Copy every line of the data exactly, leaving nothing out.

▶ **Entries provided**
########

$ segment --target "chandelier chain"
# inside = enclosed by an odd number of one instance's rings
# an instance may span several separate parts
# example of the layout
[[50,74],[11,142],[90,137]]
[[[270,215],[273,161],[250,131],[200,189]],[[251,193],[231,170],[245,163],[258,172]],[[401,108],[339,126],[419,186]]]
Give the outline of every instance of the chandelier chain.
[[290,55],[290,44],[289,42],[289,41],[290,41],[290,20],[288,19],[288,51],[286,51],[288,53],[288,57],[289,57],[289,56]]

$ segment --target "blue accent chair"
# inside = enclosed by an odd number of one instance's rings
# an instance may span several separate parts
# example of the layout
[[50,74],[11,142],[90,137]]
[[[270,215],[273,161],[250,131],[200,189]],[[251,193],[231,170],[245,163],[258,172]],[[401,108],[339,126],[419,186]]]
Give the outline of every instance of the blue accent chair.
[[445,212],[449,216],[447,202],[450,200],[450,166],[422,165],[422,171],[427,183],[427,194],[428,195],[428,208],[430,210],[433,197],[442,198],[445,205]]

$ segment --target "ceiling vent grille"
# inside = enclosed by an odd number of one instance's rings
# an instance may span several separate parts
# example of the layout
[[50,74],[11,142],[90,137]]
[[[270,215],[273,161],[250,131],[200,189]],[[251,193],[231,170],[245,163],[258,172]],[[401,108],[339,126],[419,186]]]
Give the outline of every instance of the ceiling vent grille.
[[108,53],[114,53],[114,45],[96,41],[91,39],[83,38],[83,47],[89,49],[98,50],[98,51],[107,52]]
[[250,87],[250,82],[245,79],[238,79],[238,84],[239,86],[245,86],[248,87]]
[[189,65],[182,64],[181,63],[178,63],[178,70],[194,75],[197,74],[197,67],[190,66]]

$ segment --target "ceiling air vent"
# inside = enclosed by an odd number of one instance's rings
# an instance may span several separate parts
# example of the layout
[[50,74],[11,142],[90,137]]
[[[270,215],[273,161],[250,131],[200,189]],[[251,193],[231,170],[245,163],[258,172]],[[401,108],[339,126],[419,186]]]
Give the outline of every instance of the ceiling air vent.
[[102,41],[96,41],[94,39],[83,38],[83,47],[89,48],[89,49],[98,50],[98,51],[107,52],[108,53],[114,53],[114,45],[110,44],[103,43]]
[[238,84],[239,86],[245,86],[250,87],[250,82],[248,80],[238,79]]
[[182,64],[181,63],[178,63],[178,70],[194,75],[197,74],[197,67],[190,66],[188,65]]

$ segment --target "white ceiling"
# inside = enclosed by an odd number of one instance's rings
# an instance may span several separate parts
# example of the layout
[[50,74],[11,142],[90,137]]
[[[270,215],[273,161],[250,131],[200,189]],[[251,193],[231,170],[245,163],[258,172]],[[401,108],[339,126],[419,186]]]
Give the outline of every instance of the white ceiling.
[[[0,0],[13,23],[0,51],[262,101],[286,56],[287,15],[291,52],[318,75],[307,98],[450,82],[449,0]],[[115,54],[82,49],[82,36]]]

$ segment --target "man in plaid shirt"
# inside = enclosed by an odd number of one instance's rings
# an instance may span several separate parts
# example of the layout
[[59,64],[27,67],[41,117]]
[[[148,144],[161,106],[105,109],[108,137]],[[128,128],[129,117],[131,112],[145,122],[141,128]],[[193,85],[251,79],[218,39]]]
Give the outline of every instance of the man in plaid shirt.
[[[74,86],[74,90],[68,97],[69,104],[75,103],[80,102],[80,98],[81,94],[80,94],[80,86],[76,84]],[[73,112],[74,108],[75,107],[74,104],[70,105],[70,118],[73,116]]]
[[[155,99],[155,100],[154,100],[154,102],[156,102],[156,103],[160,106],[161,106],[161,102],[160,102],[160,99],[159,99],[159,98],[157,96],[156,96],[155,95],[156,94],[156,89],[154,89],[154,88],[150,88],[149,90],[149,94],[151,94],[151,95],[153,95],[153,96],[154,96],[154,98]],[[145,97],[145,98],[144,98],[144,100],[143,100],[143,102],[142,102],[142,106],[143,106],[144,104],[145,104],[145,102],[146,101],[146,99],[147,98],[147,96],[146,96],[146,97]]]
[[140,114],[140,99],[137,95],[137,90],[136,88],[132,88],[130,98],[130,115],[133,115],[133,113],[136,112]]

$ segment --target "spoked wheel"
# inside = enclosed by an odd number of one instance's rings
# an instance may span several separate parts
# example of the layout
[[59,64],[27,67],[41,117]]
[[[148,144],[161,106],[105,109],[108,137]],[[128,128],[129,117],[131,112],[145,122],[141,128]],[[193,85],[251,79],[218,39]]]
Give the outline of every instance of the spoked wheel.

########

▶ **Correct response**
$ segment --target "chandelier chain"
# inside = enclosed by an odd number of one instance's rings
# an instance may span several separate parts
# example of the layout
[[50,74],[11,142],[90,137]]
[[[270,215],[273,161],[250,131],[200,189]],[[251,193],[231,170],[245,163],[258,172]],[[401,108],[339,126],[419,186]]]
Give the outline of every instance of the chandelier chain.
[[290,55],[290,44],[289,42],[289,41],[290,41],[290,20],[288,19],[288,51],[286,51],[288,53],[288,57],[289,57],[289,56]]

$ segment --target "blue accent chair"
# inside = enclosed by an odd number of one instance's rings
# an instance may span several separate parts
# example of the layout
[[50,74],[11,142],[90,137]]
[[[270,215],[273,161],[250,131],[200,189]],[[251,193],[231,170],[245,163],[258,172]],[[401,108],[339,126],[419,186]]]
Give the outline of every instance of the blue accent chair.
[[445,212],[449,216],[447,202],[450,200],[450,166],[422,165],[422,171],[427,183],[427,194],[428,195],[428,208],[430,210],[433,197],[442,198],[445,205]]

$ segment --target "ceiling vent grille"
# inside = enclosed by an odd number of one instance's rings
# an instance may span several separate parts
# example of the layout
[[50,74],[11,142],[90,137]]
[[[270,215],[273,161],[250,131],[200,189]],[[251,193],[231,170],[245,163],[258,172]],[[401,108],[339,126],[419,186]]]
Give the outline of every instance of the ceiling vent grille.
[[108,53],[114,53],[114,45],[96,41],[91,39],[83,38],[83,47],[89,49],[98,50],[98,51],[107,52]]
[[250,87],[250,82],[245,79],[238,79],[238,84],[239,86],[245,86],[248,87]]
[[189,65],[182,64],[181,63],[178,63],[178,70],[194,75],[197,74],[197,67],[190,66]]

$ segment --target "ceiling air vent"
# inside = enclosed by an odd number of one instance's rings
# an instance may span several separate parts
# example of the layout
[[50,74],[11,142],[90,137]]
[[[270,215],[273,161],[250,131],[200,189]],[[251,193],[231,170],[245,163],[258,172]],[[401,108],[339,126],[419,186]]]
Give the outline of every instance of the ceiling air vent.
[[102,41],[96,41],[94,39],[83,38],[83,47],[89,48],[89,49],[98,50],[98,51],[107,52],[108,53],[114,53],[114,45],[110,44],[103,43]]
[[238,84],[239,86],[245,86],[250,87],[250,82],[248,80],[238,79]]
[[182,64],[181,63],[178,63],[178,70],[194,75],[197,74],[197,67],[190,66],[188,65]]

$ segment --target "white ceiling"
# inside = enclosed by an odd number of one instance's rings
# an instance may span several separate parts
# example of the layout
[[50,74],[11,142],[90,137]]
[[[270,215],[273,161],[250,131],[200,189]],[[251,193],[231,170],[245,163],[258,172]],[[401,108],[339,126],[419,186]]]
Give the outline of every instance of the white ceiling.
[[[0,0],[13,23],[0,51],[262,101],[286,56],[287,15],[291,52],[318,75],[307,98],[450,82],[449,0]],[[115,54],[82,49],[82,36]]]

$ segment --target "man in plaid shirt"
# inside = enclosed by an odd number of one instance's rings
# an instance may span several separate parts
# example of the layout
[[59,64],[27,67],[41,117]]
[[[148,144],[161,106],[105,109],[108,137]],[[128,128],[129,117],[131,112],[145,122],[141,128]],[[193,85],[251,79],[218,39]]]
Give the outline of every instance of the man in plaid shirt.
[[[74,86],[74,90],[68,97],[69,104],[75,103],[80,102],[80,98],[81,94],[80,94],[80,86],[76,84]],[[73,112],[74,108],[75,107],[74,104],[70,105],[70,118],[73,116]]]
[[[155,99],[155,100],[154,100],[154,102],[156,102],[156,103],[160,106],[161,106],[161,102],[160,102],[160,99],[159,99],[159,98],[157,96],[156,96],[155,95],[156,94],[156,89],[154,89],[154,88],[150,88],[149,90],[149,94],[151,94],[151,95],[153,95],[153,96],[154,96],[154,98]],[[145,97],[145,98],[144,98],[144,100],[143,100],[143,102],[142,102],[142,106],[143,106],[144,104],[145,104],[145,102],[146,101],[146,99],[147,98],[147,96],[146,96],[146,97]]]
[[140,114],[140,99],[137,95],[137,90],[136,88],[132,88],[130,98],[130,115],[133,115],[133,113],[136,112]]

$ segment --target "spoked wheel"
# inside = enclosed by an odd number of one instance's rings
# an instance may span several separate parts
# example of the layout
[[59,64],[27,67],[41,117]]
[[[148,144],[161,106],[105,109],[108,137]],[[128,128],[129,117],[131,112],[145,122],[141,128]],[[193,85],[251,79],[218,39]]]
Give the outline of every instance of the spoked wheel.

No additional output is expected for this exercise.